• Exercise requirements
Copy every entry exactly as given, minus the images.

Material for this exercise: Begin

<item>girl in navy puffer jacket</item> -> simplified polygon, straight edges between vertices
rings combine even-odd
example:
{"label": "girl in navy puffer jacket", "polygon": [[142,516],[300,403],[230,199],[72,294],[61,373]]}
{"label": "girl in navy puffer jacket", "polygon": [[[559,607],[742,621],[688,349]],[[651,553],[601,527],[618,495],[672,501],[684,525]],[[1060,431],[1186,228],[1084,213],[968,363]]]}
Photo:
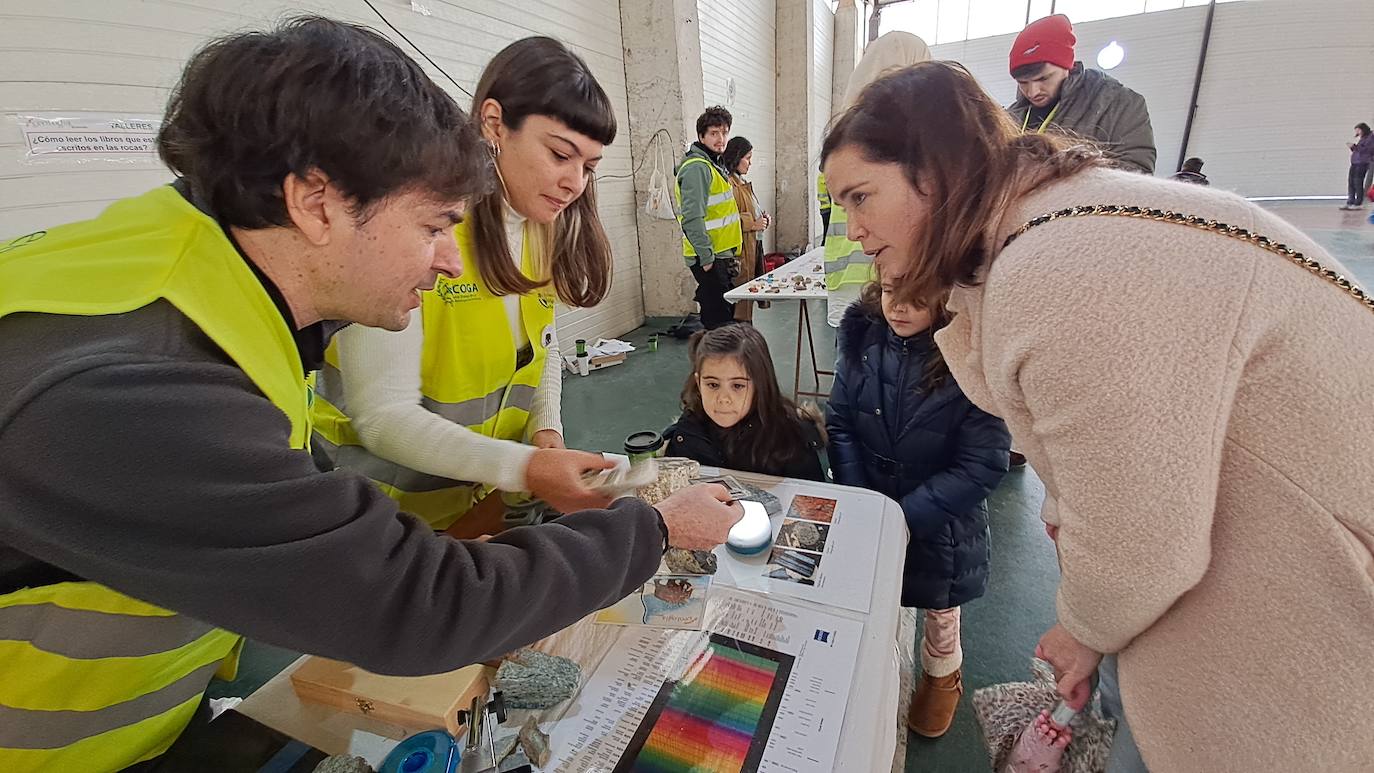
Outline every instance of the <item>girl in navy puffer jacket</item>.
{"label": "girl in navy puffer jacket", "polygon": [[963,694],[959,605],[987,588],[983,500],[1007,471],[1011,436],[950,376],[933,337],[944,309],[896,303],[891,287],[869,285],[840,323],[826,429],[835,482],[886,494],[906,516],[902,605],[926,610],[907,724],[936,738]]}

Material for this exercise: End

• The completed task
<item>girl in navy puffer jacket</item> -> simplified polygon, straight edges between vertices
rings combine even-odd
example:
{"label": "girl in navy puffer jacket", "polygon": [[142,516],[300,403],[230,199],[72,294],[61,373]]}
{"label": "girl in navy puffer jacket", "polygon": [[[559,607],[742,621],[688,349]],[[651,553],[601,527],[618,495],[672,501],[684,525]],[[1060,431],[1186,228],[1084,213],[968,363]]]}
Photo:
Outline every instance of the <item>girl in navy puffer jacket</item>.
{"label": "girl in navy puffer jacket", "polygon": [[963,694],[959,605],[987,588],[983,500],[1007,471],[1011,436],[950,376],[933,337],[944,309],[896,303],[891,287],[869,285],[840,323],[826,429],[835,482],[886,494],[906,516],[902,605],[926,610],[907,724],[936,738]]}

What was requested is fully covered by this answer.